■ **What the task requires**:
Each line of the material must be reproduced exactly; pictures stay out.

■ **Supplied material**:
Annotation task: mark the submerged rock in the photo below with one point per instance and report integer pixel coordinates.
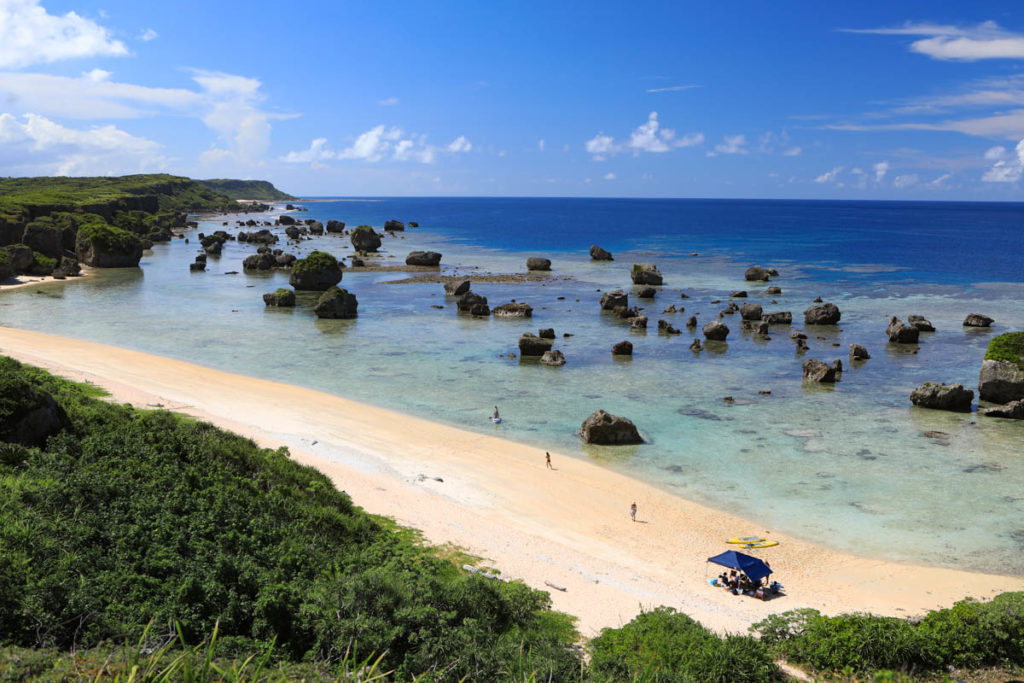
(607, 429)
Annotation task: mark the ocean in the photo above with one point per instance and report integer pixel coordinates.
(853, 466)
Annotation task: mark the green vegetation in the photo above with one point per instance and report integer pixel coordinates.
(247, 189)
(664, 645)
(1009, 346)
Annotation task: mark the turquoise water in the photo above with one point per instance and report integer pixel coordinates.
(848, 465)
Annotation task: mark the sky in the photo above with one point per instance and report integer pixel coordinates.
(867, 100)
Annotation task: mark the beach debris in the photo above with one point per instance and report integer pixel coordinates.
(715, 331)
(817, 371)
(604, 428)
(645, 273)
(827, 313)
(943, 397)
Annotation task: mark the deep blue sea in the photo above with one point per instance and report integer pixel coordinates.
(853, 465)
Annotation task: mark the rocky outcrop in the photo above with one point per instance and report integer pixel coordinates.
(858, 352)
(530, 344)
(282, 297)
(1012, 411)
(612, 300)
(553, 357)
(316, 272)
(715, 331)
(606, 429)
(977, 321)
(474, 304)
(336, 303)
(816, 371)
(901, 334)
(457, 288)
(426, 258)
(756, 273)
(943, 397)
(365, 240)
(826, 313)
(920, 322)
(751, 311)
(645, 273)
(623, 348)
(513, 310)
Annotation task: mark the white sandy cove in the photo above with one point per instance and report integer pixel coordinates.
(569, 525)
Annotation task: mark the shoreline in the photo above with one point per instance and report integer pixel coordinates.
(495, 499)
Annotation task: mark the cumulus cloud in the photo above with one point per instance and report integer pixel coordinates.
(829, 176)
(1008, 167)
(35, 144)
(376, 144)
(905, 180)
(986, 41)
(30, 35)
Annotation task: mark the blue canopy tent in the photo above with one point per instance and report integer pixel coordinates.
(756, 569)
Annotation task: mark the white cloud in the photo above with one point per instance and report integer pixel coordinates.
(674, 88)
(39, 145)
(1008, 168)
(460, 144)
(905, 180)
(985, 41)
(29, 35)
(829, 176)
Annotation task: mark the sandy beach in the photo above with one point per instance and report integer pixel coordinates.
(496, 499)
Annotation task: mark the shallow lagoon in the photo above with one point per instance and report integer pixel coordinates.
(849, 466)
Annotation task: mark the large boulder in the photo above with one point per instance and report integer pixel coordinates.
(364, 239)
(282, 297)
(315, 272)
(457, 288)
(427, 258)
(715, 331)
(756, 273)
(44, 239)
(645, 273)
(977, 321)
(607, 429)
(1001, 378)
(612, 300)
(530, 344)
(336, 302)
(901, 334)
(513, 310)
(751, 311)
(1012, 411)
(826, 313)
(103, 246)
(943, 397)
(817, 371)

■ **Expected answer**:
Annotation task: mark the submerged rock in the photo below with one point per instance and report integer pixel coordinates.
(607, 429)
Annotation task: mark the ocean in the photo above with one point per instance and report integer pixel coordinates.
(853, 466)
Annotation task: mark the green vegetation in the photo above with one point per instance and report integer pixel coordinates.
(247, 189)
(664, 645)
(1009, 346)
Annotation task: mark the turquoise water in the photo above with one point per instance and report integer pixel coordinates.
(848, 465)
Annotation task: mark the sky in the photo above with one point per instance and report integer pixel coordinates.
(867, 100)
Annotation task: mark the beach debris in the photo above with one point per instance and report integer pixel coordinates.
(715, 331)
(817, 371)
(604, 428)
(645, 273)
(827, 313)
(943, 397)
Annotation task: mark the deep blue sea in the photo above with one point per instance and report integer pixel coordinates.
(853, 465)
Annotation task: mark the rocky outcrop in the photo above with one point per instance and report integer pixel coordinates.
(858, 352)
(530, 344)
(282, 297)
(1012, 411)
(612, 300)
(553, 357)
(316, 272)
(715, 331)
(606, 429)
(977, 321)
(474, 304)
(336, 303)
(816, 371)
(901, 334)
(457, 288)
(426, 258)
(756, 273)
(943, 397)
(365, 240)
(826, 313)
(920, 322)
(751, 311)
(645, 273)
(623, 348)
(513, 310)
Annotation task: mark the white sandy cove in the photo above with one point per instance and report integer pixel coordinates.
(569, 525)
Annotation task: mark the shoreline in the photo above with one point per instance and report integer pixel coordinates.
(495, 499)
Annotation task: mark the cumulus cloud in the photo above with one point per instance and report integer pixel coordinates.
(829, 176)
(1008, 167)
(35, 144)
(376, 144)
(905, 180)
(986, 41)
(30, 35)
Annotation task: mark the blue canopy tent in the photo above with one point per instance and report integer pixel coordinates.
(756, 569)
Annotation task: mark the white cloud in the photo above with one point per instance and report integer pixel coordinates.
(674, 88)
(39, 145)
(1008, 168)
(460, 144)
(905, 180)
(985, 41)
(29, 35)
(829, 176)
Annotation task: mark the sandy beach in the photo above with one point per instance and report integer pixel coordinates.
(496, 499)
Annotation task: mark the shallow lagoon in the photo above with one point per instance and report integer pixel coordinates.
(849, 466)
Annotation task: mark the large boulder in the photo above with one point per instance and report integer pixel coordinates.
(364, 239)
(282, 297)
(315, 272)
(457, 288)
(427, 258)
(715, 331)
(756, 273)
(44, 239)
(645, 273)
(977, 321)
(607, 429)
(1001, 378)
(612, 300)
(530, 344)
(336, 302)
(901, 334)
(513, 310)
(751, 311)
(1012, 411)
(826, 313)
(103, 246)
(943, 397)
(817, 371)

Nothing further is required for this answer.